The less good news is that I tested positive for Group B Strep at 38 weeks (another routine test they do these days). Apparently, it’s not uncommon (about 25% of healthy women can have this bacteria down there at any given time), and it’s treatable with antibiotics. Even though I may not have enough of it present to be of concern when she comes, since there is a risk to the baby if she were to come into contact with too much of the bacteria in the birth canal, I will just get antibiotics via an IV (that can then be capped off so I can maintain my mobility as long as I want) when I get to the hospital. They will also test her blood once she’s here to make sure she didn’t contract it, which could cause things to happen that I’d rather not think about. I was bummed when I found out I tested positive, but I’m just trying to see it as a good thing that they know about it and can prevent it from being a problem for my baby.
Back to the good news! Since my last update (last month?!), I’ve had NO more nocturnal leg cramps (thanks to calcium, magnesium, and leg massages) and even better… that painful skin issue on my upper abdomen finally cleared up. It definitely got worse before it got better, but in the past week or two (maybe since she’s dropped?), I’ve noticed a significant decrease in my pain level. And now, I barely even feel it anymore! (Huge sigh of relief). But seriously, someone in the medical OB community needs to give that condition some sort of appropriately horrible name. They’re good at that, after all (see “Elderly Multigravida” post).
How’s Daddy? Riggo is still doing great. He handled the Redskins’ defeat in the playoffs with lots of maturity and optimism (ok, and a little anger at the coaching staff for not pulling RGIII out of the game before he injured himself further, potentially affecting next season). Now he’s just busy with work and handling the hired
idiots guys that have been doing our nursery renovations and other home improvement projects in the past few weeks (one of the guys used the inside of Cozy’s made-up crib as a place to put his tools when we wasn’t using them… twice. I was miffed, to say the least.) Riggo is just as excited about Cozy’s arrival as I am. And he’s taking two weeks off work so he can spend all of his time with us!

TASK SET.
[1] In the pregnancy update, at how many weeks did the writer test positive for Group B Strep?
[2] Return the part of the pregnancy update between "How’s Daddy? Riggo" and "time with us!", inclusive, copied word for word.

LISTED ENTRIES.

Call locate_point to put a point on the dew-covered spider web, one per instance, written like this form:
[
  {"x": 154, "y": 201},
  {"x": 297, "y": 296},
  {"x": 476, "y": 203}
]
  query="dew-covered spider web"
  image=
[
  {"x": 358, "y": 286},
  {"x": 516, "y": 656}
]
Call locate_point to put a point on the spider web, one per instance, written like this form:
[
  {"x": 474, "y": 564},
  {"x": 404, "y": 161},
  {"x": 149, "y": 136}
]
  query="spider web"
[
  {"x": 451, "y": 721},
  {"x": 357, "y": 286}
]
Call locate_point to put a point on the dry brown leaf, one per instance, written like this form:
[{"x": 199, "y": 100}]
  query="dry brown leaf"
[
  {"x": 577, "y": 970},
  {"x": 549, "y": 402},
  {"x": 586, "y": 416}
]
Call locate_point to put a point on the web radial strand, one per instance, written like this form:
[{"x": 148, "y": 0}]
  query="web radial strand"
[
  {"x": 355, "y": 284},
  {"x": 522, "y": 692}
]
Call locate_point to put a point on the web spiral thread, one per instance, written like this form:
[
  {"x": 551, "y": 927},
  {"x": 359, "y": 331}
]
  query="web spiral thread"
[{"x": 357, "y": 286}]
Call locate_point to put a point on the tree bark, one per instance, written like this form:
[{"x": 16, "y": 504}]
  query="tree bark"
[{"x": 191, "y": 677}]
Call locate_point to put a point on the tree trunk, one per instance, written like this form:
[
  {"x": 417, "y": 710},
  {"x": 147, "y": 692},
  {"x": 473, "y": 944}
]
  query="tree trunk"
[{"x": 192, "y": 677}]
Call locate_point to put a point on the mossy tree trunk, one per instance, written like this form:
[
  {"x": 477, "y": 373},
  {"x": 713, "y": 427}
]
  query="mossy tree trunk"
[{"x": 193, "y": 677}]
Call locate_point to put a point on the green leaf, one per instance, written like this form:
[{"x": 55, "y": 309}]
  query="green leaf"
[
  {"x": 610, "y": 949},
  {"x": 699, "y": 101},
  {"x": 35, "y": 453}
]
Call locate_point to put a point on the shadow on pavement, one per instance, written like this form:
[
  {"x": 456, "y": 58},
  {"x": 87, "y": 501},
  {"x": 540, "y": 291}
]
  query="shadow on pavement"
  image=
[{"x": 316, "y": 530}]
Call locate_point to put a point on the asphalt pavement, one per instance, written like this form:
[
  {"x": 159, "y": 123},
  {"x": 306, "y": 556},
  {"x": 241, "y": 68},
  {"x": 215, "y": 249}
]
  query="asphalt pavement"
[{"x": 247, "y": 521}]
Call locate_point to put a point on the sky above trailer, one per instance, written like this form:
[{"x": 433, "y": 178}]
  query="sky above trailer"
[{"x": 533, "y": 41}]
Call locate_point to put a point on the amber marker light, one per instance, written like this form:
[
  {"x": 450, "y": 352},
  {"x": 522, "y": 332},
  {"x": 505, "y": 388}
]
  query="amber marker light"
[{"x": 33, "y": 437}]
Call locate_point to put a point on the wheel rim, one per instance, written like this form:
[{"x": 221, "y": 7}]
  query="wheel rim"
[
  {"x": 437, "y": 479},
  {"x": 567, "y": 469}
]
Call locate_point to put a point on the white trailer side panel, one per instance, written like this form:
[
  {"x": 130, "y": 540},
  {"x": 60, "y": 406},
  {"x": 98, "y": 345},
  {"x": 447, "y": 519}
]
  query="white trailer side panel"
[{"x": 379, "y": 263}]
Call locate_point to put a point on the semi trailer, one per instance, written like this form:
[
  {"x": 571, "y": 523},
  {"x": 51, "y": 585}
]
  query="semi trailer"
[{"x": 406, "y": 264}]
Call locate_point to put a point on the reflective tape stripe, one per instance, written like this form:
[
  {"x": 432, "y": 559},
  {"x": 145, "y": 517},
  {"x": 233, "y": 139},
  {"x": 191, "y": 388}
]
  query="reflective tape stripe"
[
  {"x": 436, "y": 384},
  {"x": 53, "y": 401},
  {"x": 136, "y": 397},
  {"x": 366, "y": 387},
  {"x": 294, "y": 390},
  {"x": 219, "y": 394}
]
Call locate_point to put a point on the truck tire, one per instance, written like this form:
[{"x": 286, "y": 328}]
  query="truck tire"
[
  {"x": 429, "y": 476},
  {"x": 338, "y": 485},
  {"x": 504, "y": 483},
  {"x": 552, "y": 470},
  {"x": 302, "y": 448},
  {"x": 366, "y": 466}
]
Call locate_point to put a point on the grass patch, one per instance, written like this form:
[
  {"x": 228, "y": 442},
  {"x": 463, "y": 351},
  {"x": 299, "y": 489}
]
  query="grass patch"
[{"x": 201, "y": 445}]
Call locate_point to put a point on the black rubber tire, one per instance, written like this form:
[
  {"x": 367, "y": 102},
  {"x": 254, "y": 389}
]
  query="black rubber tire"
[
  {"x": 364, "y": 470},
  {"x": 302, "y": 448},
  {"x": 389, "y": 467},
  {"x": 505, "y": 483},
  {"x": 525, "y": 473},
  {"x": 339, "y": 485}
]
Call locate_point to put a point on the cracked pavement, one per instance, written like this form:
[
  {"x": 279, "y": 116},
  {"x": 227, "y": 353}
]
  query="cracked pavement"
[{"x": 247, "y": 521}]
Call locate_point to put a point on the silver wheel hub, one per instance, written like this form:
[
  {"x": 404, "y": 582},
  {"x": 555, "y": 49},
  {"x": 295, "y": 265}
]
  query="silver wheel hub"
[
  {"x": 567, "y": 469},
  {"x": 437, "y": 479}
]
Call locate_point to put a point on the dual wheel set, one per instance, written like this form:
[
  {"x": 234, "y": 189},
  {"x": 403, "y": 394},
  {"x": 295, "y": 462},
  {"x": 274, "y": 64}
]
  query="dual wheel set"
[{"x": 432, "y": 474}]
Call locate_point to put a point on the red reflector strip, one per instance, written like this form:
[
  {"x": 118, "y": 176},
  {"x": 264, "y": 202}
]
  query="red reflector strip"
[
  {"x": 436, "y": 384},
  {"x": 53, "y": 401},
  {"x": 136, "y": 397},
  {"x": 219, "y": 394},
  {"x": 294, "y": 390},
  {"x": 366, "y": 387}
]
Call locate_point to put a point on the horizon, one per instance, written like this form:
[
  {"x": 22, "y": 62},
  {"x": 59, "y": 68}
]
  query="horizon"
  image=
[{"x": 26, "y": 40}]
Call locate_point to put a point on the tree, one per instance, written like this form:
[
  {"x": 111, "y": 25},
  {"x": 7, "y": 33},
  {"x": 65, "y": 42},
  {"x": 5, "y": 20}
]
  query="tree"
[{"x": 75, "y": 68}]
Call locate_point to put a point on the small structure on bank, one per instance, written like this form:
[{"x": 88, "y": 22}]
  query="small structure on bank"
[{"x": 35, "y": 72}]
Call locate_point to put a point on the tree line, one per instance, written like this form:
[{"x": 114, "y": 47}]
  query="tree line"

WRITTEN RESPONSES.
[1] 38 weeks

[2]
How’s Daddy? Riggo is still doing great. He handled the Redskins’ defeat in the playoffs with lots of maturity and optimism (ok, and a little anger at the coaching staff for not pulling RGIII out of the game before he injured himself further, potentially affecting next season). Now he’s just busy with work and handling the hired
idiots guys that have been doing our nursery renovations and other home improvement projects in the past few weeks (one of the guys used the inside of Cozy’s made-up crib as a place to put his tools when we wasn’t using them… twice. I was miffed, to say the least.) Riggo is just as excited about Cozy’s arrival as I am. And he’s taking two weeks off work so he can spend all of his time with us!